Finally, D-glucuronic acid is selective in stimulating processes of bone marrow granulocytopoiesis in intact animals. And in mice with cyclophosphane-suppressed hemopoiesis this acid also actuates formation of a significant number of new hemopoietic islets composed of a central macrophage or fibroblast and surrounded by blood-making elements. D-glucuronic acid assists in the formation of predominantly granulocyte islets, and acts upon the proliferation of hemopoietic cells through the system of prostaglandins.
Leucocytes of this type are assigned the role of the chief protective mechanism against larval forms of parasitosis. They are thought to act as modulators of hypersensitivity reactions (e.g. allergy). But the organism needs the system of eosinophiles for many other purposes as well. Only 10 - 25 percent of eosinophiles contain receptors to IgE (E class immunoglobulin, a variety of antibodies), though their number tends to increase in hypereosinophilia.
By now data have been obtained on the competence of eosinophiles as part of the immune regulatory system. They produce a complex of physiologically active substances impacting hemopoiesis. Eosinophiles can generate leucotrienes (oxidation products of arachodonic acid) as well as polysaccharide molecules-glycosamineglycanes (mucopolysaccharides), chondroitin-4-sulfate in particular; these substances can synthesize one of the enzymes implicated in blood clot destruction-profibrinolysine and the platelet-activating factor. Their involvement in blood coagulation and in hemostasia (arrest of bleeding) can hardly be great, though it may become essential in sustaining the aggregate condition in the microcirculatory blood channel, especially under normal conditions.
Eosinophiles and mast cells are supposed to form an integral system of hemopoietic regulation. Eosinophiles are largely responsible for the production of mast cells and their future life. They can phagocytose granules secreted by mast cells due to the presence of proteinases cleaving leucotrienes С and D. One of the possible functions of eosinophiles (possibly prostaglandin E2 -mediated) is the direct suppression of histamine secretion. Though implicated in histamine metabolism, they do not synthesize but only phagocytose and accumulate granules produced by mast cells and basophiles. The ability of eosinophiles to adsorb histamine on their surface is disputed though. Yet this possibility holds on account of the presence of histamine-specific receptors on their membranes.

■ **Study questions**:
1) Answer from the eosinophile passage:
(a) What share of eosinophiles contain receptors to IgE?
(b) Which two cell types are supposed to form an integral system of hemopoietic regulation?
(c) Through which system does D-glucuronic acid act upon the proliferation of hemopoietic cells?
2) Write the next paragraph of the eosinophile passage, picking up after its final sentence on histamine-specific receptors.

■ **Given entries**:
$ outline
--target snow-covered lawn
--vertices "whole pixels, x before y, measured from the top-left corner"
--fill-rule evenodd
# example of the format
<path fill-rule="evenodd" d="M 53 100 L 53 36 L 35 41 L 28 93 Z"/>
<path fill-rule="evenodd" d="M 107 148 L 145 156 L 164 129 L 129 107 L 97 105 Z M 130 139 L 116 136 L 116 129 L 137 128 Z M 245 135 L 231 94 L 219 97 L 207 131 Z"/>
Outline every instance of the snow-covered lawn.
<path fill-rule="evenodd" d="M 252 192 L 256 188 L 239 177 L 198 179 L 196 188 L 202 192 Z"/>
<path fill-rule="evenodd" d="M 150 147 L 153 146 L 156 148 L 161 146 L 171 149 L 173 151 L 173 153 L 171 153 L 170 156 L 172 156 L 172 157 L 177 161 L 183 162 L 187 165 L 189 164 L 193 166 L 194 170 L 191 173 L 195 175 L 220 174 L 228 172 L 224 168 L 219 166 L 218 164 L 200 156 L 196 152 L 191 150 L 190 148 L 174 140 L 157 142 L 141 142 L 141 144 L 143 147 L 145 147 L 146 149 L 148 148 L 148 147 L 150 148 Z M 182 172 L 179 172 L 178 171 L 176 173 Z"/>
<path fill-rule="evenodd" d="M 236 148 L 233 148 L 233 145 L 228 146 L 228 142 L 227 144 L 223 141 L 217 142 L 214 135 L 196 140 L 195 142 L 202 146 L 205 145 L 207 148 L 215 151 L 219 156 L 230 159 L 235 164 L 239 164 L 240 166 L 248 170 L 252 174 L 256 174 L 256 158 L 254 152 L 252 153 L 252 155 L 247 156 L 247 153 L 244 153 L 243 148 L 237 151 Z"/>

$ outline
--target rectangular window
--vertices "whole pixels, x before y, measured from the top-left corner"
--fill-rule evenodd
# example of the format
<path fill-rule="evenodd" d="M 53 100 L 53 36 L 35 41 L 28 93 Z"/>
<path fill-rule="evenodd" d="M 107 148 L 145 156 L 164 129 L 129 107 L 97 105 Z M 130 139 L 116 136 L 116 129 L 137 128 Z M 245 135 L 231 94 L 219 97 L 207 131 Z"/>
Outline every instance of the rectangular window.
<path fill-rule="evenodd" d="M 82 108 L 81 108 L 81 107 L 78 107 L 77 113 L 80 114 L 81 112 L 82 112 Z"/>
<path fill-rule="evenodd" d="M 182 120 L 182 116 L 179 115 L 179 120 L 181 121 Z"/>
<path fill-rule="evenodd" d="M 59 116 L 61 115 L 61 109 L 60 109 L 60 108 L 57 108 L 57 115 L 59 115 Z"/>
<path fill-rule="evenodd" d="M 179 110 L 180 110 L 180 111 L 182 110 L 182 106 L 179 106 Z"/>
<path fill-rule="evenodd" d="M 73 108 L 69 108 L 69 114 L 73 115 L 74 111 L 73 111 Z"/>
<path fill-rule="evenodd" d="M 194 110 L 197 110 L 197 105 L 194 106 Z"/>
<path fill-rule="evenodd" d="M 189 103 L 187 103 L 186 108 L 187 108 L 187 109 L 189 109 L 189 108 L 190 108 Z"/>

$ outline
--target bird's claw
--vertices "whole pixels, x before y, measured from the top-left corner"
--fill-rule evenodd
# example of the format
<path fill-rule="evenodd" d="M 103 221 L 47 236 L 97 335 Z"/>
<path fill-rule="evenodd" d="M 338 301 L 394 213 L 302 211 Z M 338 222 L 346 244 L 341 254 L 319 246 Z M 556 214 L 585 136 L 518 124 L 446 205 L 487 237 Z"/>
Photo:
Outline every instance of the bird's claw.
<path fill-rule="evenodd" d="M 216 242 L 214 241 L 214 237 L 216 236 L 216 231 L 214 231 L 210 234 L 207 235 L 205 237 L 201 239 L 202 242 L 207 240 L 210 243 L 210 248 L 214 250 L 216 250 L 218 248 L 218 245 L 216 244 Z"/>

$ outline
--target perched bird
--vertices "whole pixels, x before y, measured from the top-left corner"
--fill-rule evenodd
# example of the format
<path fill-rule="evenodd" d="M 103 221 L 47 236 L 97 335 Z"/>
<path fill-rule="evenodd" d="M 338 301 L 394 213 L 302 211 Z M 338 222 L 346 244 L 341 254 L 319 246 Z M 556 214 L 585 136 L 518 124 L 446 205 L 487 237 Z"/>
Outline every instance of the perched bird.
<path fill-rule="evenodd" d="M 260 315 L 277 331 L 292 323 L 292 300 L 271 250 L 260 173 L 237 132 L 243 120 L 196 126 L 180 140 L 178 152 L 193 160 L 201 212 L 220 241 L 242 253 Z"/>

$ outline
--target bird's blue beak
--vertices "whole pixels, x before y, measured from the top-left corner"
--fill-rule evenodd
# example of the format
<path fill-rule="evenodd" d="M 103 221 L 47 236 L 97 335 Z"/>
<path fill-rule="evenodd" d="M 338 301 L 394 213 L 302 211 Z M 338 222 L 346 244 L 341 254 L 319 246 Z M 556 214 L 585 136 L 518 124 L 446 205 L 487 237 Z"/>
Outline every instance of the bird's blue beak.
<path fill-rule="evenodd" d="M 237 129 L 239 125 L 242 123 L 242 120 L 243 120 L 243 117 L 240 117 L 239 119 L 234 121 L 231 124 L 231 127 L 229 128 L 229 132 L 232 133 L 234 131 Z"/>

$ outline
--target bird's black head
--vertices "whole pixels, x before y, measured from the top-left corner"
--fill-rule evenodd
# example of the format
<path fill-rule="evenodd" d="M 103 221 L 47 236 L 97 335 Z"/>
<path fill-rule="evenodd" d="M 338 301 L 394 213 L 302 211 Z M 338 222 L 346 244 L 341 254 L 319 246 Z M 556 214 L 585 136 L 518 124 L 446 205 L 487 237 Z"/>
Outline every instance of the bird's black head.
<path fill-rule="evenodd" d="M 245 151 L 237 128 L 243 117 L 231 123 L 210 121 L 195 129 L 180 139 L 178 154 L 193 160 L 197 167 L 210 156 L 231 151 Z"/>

■ **Answers to the problems**:
1)
(a) 10 - 25 percent
(b) Eosinophiles and mast cells
(c) The system of prostaglandins

2)
The correlation of labrocytes, mastocytes and eosinophiles is regulated both by external mechanisms and by intercellular interaction. For instance, the number of mast cells decreases in the bone marrow of adrenalectomized animals, while that of eosinophiles is up.
In turn, the hemopoiesis affects the immune system as well. This feedback is observed as lymph cells, contacting syngenetic erythrocytes, secrete immunosuppression-competent factors; bloodletting stimulates formation of antibodies but suppresses their activity; stimulation or suppression of erythropoiesis affects both the genesis of antibodies and the migration of B-cells from the bone marrow to the spleen. Which means that erythropoietin can act as a regulator of antibody genesis.
In the 1970s biologists of this country isolated substances from the bone marrow-myelopeptides* - impacting the functional competence of stem hemopoietic cells and the activity of the immunity B-system which stimulates antibody formation at the peak of an immune response. Myelopeptides also act upon the cytolytic activity of T-cell. They are more productive under stress, in particular, during immobilization (due to excitation of the hemopoietic system). The interaction of both systems is predicated on the common origin of their cells organelles from a single stem blood cell.
Thus, the immune system is playing a major role in the regulation of hemopoiesis. Let us stress that the control over its processes is exercised by means of immunological reactions and other mechanisms.
* See: R. Petrov et al., "Myelopeptides", Science in Russia, No. 2, 1998. - Ed.